##### Dataset excerpts

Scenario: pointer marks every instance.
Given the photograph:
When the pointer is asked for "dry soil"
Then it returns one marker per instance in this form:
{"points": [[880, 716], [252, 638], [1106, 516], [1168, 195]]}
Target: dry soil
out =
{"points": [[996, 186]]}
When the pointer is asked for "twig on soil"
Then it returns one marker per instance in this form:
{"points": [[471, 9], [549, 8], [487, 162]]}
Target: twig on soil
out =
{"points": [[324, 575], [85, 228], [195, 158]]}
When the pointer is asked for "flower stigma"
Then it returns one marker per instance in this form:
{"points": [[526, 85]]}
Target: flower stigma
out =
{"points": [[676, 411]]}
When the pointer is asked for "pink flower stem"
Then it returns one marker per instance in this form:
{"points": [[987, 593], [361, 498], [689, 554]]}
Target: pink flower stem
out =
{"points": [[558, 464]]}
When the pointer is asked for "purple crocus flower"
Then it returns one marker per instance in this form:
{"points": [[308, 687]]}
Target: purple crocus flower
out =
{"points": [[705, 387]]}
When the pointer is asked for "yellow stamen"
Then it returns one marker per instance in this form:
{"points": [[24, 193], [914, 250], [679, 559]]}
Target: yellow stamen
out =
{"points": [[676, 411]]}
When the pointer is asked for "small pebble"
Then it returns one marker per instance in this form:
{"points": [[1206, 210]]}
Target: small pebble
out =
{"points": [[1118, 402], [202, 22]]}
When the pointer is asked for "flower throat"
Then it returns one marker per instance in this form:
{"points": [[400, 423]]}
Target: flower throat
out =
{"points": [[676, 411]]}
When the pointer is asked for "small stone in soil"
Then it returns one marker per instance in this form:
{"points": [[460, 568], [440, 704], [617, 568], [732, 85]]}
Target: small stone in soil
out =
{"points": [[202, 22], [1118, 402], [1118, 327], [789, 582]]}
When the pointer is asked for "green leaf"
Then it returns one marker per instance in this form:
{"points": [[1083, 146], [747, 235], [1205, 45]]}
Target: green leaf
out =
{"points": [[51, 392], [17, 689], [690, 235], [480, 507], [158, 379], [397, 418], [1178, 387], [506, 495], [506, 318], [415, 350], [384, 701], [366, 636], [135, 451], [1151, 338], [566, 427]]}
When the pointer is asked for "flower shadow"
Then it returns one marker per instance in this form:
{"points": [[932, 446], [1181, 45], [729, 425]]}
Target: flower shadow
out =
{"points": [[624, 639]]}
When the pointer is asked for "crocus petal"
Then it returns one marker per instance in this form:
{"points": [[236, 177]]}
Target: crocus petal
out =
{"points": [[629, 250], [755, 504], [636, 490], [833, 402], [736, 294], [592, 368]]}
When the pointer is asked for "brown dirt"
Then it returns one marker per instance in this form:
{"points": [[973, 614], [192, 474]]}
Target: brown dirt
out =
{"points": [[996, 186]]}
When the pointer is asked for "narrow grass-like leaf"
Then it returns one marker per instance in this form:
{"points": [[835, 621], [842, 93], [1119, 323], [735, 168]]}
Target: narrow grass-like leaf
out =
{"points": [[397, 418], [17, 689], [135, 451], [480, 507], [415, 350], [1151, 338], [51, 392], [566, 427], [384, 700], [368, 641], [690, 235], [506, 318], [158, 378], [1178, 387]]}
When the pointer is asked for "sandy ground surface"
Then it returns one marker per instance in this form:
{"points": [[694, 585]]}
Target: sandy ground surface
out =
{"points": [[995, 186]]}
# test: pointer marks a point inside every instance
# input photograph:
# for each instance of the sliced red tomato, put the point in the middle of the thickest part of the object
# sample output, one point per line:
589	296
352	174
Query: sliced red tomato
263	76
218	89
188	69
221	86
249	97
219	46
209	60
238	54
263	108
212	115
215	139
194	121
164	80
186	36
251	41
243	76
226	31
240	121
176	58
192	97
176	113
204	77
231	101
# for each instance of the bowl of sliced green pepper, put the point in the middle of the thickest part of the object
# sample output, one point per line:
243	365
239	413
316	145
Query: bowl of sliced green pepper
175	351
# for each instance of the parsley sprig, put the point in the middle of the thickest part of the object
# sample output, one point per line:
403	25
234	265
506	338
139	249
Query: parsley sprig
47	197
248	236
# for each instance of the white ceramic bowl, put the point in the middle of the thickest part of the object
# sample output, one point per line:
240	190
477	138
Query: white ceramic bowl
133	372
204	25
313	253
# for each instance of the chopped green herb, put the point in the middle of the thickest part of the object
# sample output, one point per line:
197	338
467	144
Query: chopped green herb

##########

### Given instruction:
Scale the lines from the one holding "# for each instance of the parsley" through the end of the rows, inclusive, and write all of them out again. Multiply every point coordinate in the answers by 2.6 and round to whole numbers, with halves rounding up, but leave the instructions and their sample outputs unchanged.

### Expected answer:
# for each instance of the parsley sprig, put the point in the middle of the thickest part of the object
# sample output, one point per line:
403	25
234	265
506	338
139	249
Query: parsley sprig
122	512
645	614
# for each instance of the white ceramic bowl, put the point in the middle of the thickest part of the object
# sample output, one point per line:
240	190
477	138
Query: white ceramic bowl
346	967
530	65
814	658
# for each instance of the chopped green herb, put the point in the middle of the thickest part of the object
# sample output, one point per line:
197	338
467	144
Query: chopped green herb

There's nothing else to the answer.